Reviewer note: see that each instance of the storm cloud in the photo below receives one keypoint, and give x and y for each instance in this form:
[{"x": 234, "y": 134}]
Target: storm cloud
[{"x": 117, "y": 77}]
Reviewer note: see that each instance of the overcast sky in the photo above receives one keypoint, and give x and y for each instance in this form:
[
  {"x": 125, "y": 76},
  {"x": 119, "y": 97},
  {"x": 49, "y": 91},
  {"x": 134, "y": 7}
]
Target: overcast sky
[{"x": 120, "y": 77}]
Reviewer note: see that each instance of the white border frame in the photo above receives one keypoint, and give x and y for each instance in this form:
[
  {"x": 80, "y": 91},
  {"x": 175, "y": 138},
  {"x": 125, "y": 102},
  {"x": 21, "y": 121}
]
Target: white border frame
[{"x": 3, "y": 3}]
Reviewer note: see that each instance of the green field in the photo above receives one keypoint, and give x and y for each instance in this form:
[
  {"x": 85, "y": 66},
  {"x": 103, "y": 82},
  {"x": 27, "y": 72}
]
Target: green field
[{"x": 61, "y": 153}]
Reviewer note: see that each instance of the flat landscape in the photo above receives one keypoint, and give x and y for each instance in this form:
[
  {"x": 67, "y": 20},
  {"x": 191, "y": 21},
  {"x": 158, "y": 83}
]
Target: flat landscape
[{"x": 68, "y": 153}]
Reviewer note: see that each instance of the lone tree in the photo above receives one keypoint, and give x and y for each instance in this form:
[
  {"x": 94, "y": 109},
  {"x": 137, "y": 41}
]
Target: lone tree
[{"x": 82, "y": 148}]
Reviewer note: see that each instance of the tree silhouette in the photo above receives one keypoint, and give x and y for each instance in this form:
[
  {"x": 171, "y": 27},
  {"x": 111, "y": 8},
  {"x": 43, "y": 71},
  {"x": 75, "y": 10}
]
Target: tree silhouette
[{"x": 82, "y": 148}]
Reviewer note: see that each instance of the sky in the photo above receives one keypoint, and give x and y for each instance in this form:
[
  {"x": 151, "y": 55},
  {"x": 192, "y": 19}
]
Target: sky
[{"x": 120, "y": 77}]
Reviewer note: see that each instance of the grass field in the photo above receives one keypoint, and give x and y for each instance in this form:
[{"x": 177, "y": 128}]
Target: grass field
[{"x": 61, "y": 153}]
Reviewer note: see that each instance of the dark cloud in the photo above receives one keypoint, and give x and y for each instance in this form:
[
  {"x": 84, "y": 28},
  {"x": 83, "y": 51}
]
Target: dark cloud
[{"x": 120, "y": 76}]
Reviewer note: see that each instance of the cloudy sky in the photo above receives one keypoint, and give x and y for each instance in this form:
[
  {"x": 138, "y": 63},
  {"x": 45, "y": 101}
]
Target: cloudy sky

——

> TASK DIRECTIONS
Every entry must be quoted exactly as it appears above.

> EXPECTED ANSWER
Reviewer note: see that each instance of the storm cloud in the photo below receives one keypoint, and give x and y for each instance in this form:
[{"x": 234, "y": 134}]
Target: storm cloud
[{"x": 117, "y": 77}]
Reviewer note: see that each instance of the overcast sky in the photo above receives one keypoint, and give x and y for each instance in this form:
[
  {"x": 125, "y": 76},
  {"x": 119, "y": 97},
  {"x": 49, "y": 91},
  {"x": 134, "y": 7}
]
Target: overcast sky
[{"x": 120, "y": 77}]
Reviewer note: see that each instance of the white border frame in the photo above receives one keypoint, and give x and y for each instance in this form:
[
  {"x": 80, "y": 91},
  {"x": 175, "y": 138},
  {"x": 125, "y": 102},
  {"x": 21, "y": 121}
]
Target: white border frame
[{"x": 3, "y": 3}]
Reviewer note: see that each instance of the green field in the photo above receives one keypoint, and give x and y for each instance in this form:
[
  {"x": 85, "y": 66},
  {"x": 103, "y": 82},
  {"x": 27, "y": 72}
]
Target: green field
[{"x": 61, "y": 153}]
Reviewer note: see that each instance of the flat landscape in the photo above receives one keypoint, and give x and y for each instance in this form:
[
  {"x": 67, "y": 20},
  {"x": 191, "y": 21},
  {"x": 158, "y": 83}
]
Target: flat landscape
[{"x": 68, "y": 153}]
Reviewer note: see that each instance of the lone tree in the photo above receives one keypoint, and give x and y for each instance in this form:
[
  {"x": 94, "y": 109},
  {"x": 137, "y": 41}
]
Target: lone tree
[{"x": 82, "y": 148}]
Reviewer note: see that each instance of the tree silhouette in the photo above receives one keypoint, and give x and y for each instance in this form:
[
  {"x": 171, "y": 27},
  {"x": 111, "y": 8},
  {"x": 43, "y": 71},
  {"x": 75, "y": 10}
]
Target: tree silhouette
[{"x": 82, "y": 148}]
Reviewer note: see that each instance of the sky in the photo above receives one keypoint, and give x and y for each instance in this form:
[
  {"x": 151, "y": 55},
  {"x": 192, "y": 19}
]
Target: sky
[{"x": 120, "y": 77}]
Reviewer note: see that each instance of the grass field in the photo above receives one keypoint, and give x and y for each instance in this form:
[{"x": 177, "y": 128}]
Target: grass field
[{"x": 61, "y": 153}]
Reviewer note: see that each instance of the dark cloud in the photo above receives one keypoint, and give x and y for each instance in this form:
[
  {"x": 84, "y": 28},
  {"x": 83, "y": 51}
]
Target: dark cloud
[{"x": 120, "y": 76}]
Reviewer note: see that each instance of the cloudy sky in the photo above receives one keypoint, and give x and y for each instance in this form:
[
  {"x": 138, "y": 63},
  {"x": 45, "y": 101}
]
Target: cloudy sky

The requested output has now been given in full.